Crédit photo : Audrey Dupas

Depuis 2010, la metteure en scène Catherine Boskowitz et le comédien Dieudonné Niangouna parcourent la France et le continent africain avec La dernière interview.

Le spectacle a été développé dans le cadre d’un dialogue artistique autour de Jean Genet pour le centième anniversaire de l’auteur. Le directeur de Confluences, un centre d’art pluridisciplinaire de Paris, donne carte blanche à Catherine Boskowitz pour élaborer ce dialogue. Tout comme Genet, Boskowitz a parcouru de nombreux pays afin de déplacer le regard qu’elle pose sur le monde et sur le théâtre. Elle articule donc ces semaines de dialogue portant sur Genet à partir d’un point de vue extérieur, celui du Congo et de ses artistes.

En prenant comme point de départ la dernière entrevue accordée par Genet en 1985 à la BBC de Londres, la metteure en scène imagine un spectacle où elle donne la parole à Dieudonnée Niangouna, comédien congolais acclamé sur les scènes en France. Alors que Boskowitz pose les questions que Nigel Williams posait à Genet en 1985, Niangouna répond, ou plutôt ne répond pas, adoptant la posture rebelle de Genet et entremêlant sa parole, actuelle, africaine, artistique, à celle de l’auteur du Journal du voleur. 

Qui a le droit de poser les questions? Quelle est la fonction de celui qui interroge et de celui qui répond? Quel est le sens de ces conventions? Si on doit répondre aux questions, est-ce parce qu’on est fautif, comme dans un interrogatoire? Les réponses fournies dans ce contexte sont-elles toujours récupérées par la norme? De quel point de vue reçoit-on les réponses à ces questions? Voilà ce que Boskowitz souhaite questionner en reprenant cette interview.

Dans La dernière interview, Niangouna ne prend jamais place sur la chaise qui lui est destinée, la déplaçant, tournant plutôt autour, obligeant la caméra et l’intervieweur à déplacer son angle de vue pour le saisir. L’acteur fait parfois entendre la parole de Genet, parfois la sienne et réinvente l’ordre des choses en posant à son tour des questions au public venu entendre ses réponses.  Il multiplie les digressions, détourne les questions et utilise les réponses de Genet pour réfléchir à son tour sur le monde.

### L'exercice:
Recopiez mot pour mot le passage de l'extrait qui va de « Depuis 2010, la » à « La dernière interview. ».

### Extraits du matériel:
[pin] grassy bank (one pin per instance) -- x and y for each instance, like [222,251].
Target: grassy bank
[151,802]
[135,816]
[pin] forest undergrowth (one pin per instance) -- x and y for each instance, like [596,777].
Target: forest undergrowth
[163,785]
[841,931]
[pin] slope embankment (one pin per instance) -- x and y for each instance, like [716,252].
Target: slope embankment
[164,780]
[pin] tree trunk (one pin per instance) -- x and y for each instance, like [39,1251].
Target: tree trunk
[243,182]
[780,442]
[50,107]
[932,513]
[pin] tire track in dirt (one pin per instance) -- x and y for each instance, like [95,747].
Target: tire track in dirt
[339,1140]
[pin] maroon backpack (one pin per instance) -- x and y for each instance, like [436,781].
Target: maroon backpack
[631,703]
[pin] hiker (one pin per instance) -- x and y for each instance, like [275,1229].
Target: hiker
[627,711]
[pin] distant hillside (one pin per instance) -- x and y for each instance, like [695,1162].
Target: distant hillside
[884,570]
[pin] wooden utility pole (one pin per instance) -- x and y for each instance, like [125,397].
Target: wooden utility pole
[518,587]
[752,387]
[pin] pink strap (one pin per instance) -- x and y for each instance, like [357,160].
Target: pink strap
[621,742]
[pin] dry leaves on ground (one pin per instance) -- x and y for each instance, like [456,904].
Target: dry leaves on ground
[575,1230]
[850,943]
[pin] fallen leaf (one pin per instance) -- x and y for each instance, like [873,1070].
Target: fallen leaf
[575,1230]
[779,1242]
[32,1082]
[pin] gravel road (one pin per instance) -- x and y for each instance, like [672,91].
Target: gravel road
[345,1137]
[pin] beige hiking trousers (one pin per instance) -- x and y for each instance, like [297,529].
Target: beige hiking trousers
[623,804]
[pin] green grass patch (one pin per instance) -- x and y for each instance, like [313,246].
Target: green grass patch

### Réponse:
Depuis 2010, la metteure en scène Catherine Boskowitz et le comédien Dieudonné Niangouna parcourent la France et le continent africain avec La dernière interview.